**Stated goal 1:**
Please echo the Sleuth Kit newsletter below word for word, everything from "New versions of" down to "open source tools.".

**Text section:**
*-*-*
The Sleuth Kit Informer

`The Sleuth Kit Informer`

http://www.sleuthkit.org/informer
http://sleuthkit.sourceforge.net/informer

Brian Carrier
carrier at sleuthkit dot org

Issue #19
March 15, 2005

Introduction
What's New?
Call For Papers
New Image File Support
Hooking IO Calls for Multi-Format Image Support (By: Michael Cohen)

Introduction

This issue of the Informer is unique because it has articles that describe two different approaches to the same problem. The first main article describes the new image file features in The Sleuth Kit version 2, which supports disk and split image files. The second article is by Michael Cohen and it describes how PyFlag added support for different image file formats before TSK v2 existed. PyFlag uses TSK to analyze file system images.

In the last issue of the Informer, I mentioned that I was no longer going to make the text version because it took a lot of time to manually convert between the two. Alexander Ehlert e-mailed me to tell me that lynx can be used to dump an HTML page to text, so I will be using that for this and future issues (until I find a better document management system).

What's New?

New versions of TSK and Autopsy are being released soon. TSK v2 has many new features including disk and split image support (as discussed later in this issue), autodetect file system types, and a new internal design. There were also several new features added to existing tools. The new disk_sreset tool was added to remove an HPA from an ATA disk and the diskstat tool was renamed to disk_stat as an attempt to make the tool names more clear. Autopsy has been updated to version 2.04 and it supports the new disk and split images.

The 5th Annual Digital Forensic Research Workshop (DFRWS) announced its Call for Papers in January. One of the areas that we are interested in is general tool design or testing, so it could be a good place to publish papers on tools based on TSK/Autopsy or other open source tools.

www.dfrws.org

Call For Papers

The Sleuth Kit Informer is looking for articles on open source tools and techniques for digital investigations (computer / digital forensics) and incident response. Articles that discuss The Sleuth Kit and Autopsy are appreciated, but not required. Example topics include (but are not limited to):

Tutorials on open source tools
User experiences and reviews of open source tools
New investigation techniques using open source tools
Open source tool testing results

http://www.sleuthkit.org/informer/cfp.html

New Image File Support

Brian Carrier

Overview

Version 2 of The Sleuth Kit (TSK) has (finally) added support for image files other than only raw partitions. TSK now supports raw disk and split images and future versions will support non-raw and compressed formats. This article describes how to use the new features and a high-level description of how it was implemented.

Usage

There are two new things that you must consider with TSK. One is the image file format and the second is the offset location of a specific partition or file system in a disk image. Accordingly, there are also two new command line flags. The -i flag is optional and is used to specify the image file format. If it is not given, then the tool will try to detect the format. The second flag is -o and it is used to specify the offset where a specific partition starts.

When specified, the image type argument is a list of one or more format types separated by commas. Currently, the argument needs only one type, but future versions may require multiple types. The currently supported types are raw and split and a basic image would use the arguments -i raw or -i split. In the future, the tools may support ACME Company's image file format with embedded data and if the image file is split among several files you would use -i acme,split.

The offset argument is, by default, in sectors. For example, to specify that the partition starts at sector 63 you would use -o 63. If you want to specify the offset using a different block size, then the block size can be given with the format of offset@blocksize. For example, to specify that the partition starts at block 1000 and each block is 2,048 bytes then you would use -o 1000@2048.
*-*-*
**Stated goal 2:**
Arrange the rows as a JSON list of strings, one string per line and blank lines left out, covering everything from the line that contains "If you could pick out the grilled" down to the last line of the rows.
*-*-*
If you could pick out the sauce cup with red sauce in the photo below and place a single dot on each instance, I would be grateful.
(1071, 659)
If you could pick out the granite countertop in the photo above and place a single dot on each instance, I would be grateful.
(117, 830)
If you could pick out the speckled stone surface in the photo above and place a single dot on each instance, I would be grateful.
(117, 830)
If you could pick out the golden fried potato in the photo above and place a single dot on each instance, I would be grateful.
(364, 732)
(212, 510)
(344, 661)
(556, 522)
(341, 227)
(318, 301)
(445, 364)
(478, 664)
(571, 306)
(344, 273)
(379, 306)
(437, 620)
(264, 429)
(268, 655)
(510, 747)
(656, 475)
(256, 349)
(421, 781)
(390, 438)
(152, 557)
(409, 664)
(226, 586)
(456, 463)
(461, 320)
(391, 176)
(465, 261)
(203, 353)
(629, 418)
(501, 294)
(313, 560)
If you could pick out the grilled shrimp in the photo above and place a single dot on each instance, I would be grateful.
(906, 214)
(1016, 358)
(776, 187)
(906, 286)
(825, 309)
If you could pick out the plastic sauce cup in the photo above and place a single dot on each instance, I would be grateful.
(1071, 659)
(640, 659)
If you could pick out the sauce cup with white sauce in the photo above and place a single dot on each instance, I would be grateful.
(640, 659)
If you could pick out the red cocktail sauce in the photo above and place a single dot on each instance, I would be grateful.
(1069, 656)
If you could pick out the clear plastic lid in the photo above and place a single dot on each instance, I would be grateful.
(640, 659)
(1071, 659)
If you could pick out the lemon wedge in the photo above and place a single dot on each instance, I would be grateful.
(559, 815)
*-*-*
**Output 1:**
New versions of TSK and Autopsy are being released soon. TSK v2 has many new features including disk and split image support (as discussed later in this issue), autodetect file system types, and a new internal design. There were also several new features added to existing tools. The new disk_sreset tool was added to remove an HPA from an ATA disk and the diskstat tool was renamed to disk_stat as an attempt to make the tool names more clear. Autopsy has been updated to version 2.04 and it supports the new disk and split images.

The 5th Annual Digital Forensic Research Workshop (DFRWS) announced its Call for Papers in January. One of the areas that we are interested in is general tool design or testing, so it could be a good place to publish papers on tools based on TSK/Autopsy or other open source tools.

**Output 2:**
[
  "If you could pick out the grilled shrimp in the photo above and place a single dot on each instance, I would be grateful.",
  "(906, 214)",
  "(1016, 358)",
  "(776, 187)",
  "(906, 286)",
  "(825, 309)",
  "If you could pick out the plastic sauce cup in the photo above and place a single dot on each instance, I would be grateful.",
  "(1071, 659)",
  "(640, 659)",
  "If you could pick out the sauce cup with white sauce in the photo above and place a single dot on each instance, I would be grateful.",
  "(640, 659)",
  "If you could pick out the red cocktail sauce in the photo above and place a single dot on each instance, I would be grateful.",
  "(1069, 656)",
  "If you could pick out the clear plastic lid in the photo above and place a single dot on each instance, I would be grateful.",
  "(640, 659)",
  "(1071, 659)",
  "If you could pick out the lemon wedge in the photo above and place a single dot on each instance, I would be grateful.",
  "(559, 815)"
]